:: Data shown ::
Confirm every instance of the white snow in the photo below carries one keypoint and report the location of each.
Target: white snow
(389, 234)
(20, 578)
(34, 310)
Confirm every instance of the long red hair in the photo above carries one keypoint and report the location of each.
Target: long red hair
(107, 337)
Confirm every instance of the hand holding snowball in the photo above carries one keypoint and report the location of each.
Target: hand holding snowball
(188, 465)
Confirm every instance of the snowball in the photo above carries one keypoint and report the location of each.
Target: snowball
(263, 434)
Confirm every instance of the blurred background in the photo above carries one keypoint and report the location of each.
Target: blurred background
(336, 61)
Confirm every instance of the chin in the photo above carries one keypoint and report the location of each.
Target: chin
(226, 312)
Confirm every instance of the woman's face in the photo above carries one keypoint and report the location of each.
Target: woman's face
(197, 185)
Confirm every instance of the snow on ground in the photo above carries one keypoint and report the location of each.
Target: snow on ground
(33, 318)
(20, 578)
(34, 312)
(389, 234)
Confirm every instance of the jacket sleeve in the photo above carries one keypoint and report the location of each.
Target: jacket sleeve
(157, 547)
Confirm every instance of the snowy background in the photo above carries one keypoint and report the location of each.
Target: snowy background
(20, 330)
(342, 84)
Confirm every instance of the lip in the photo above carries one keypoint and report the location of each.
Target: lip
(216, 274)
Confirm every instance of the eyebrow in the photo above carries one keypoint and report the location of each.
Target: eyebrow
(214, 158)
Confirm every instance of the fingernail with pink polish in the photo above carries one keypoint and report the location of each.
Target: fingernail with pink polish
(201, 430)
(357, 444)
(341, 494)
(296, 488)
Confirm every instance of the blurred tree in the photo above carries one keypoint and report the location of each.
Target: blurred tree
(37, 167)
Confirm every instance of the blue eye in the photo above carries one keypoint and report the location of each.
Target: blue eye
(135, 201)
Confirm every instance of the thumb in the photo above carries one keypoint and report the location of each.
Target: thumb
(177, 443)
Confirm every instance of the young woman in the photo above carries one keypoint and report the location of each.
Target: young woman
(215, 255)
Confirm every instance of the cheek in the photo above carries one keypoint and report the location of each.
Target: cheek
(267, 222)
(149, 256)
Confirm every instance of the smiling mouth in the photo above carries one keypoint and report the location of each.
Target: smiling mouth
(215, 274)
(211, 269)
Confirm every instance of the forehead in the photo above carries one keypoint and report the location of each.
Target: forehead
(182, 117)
:::
== Task details ==
Write out exactly each line of the entries, starting at the one containing "Target: cheek" and finishing with the last line.

== Answer section ==
Target: cheek
(267, 222)
(149, 256)
Confirm every instance of the smiling mouth in the photo above carries one keypoint and report the location of each.
Target: smiling mouth
(215, 274)
(211, 269)
Confirm every instance of the forehead in the photo above carries one keypoint and report the location of each.
Target: forehead
(182, 117)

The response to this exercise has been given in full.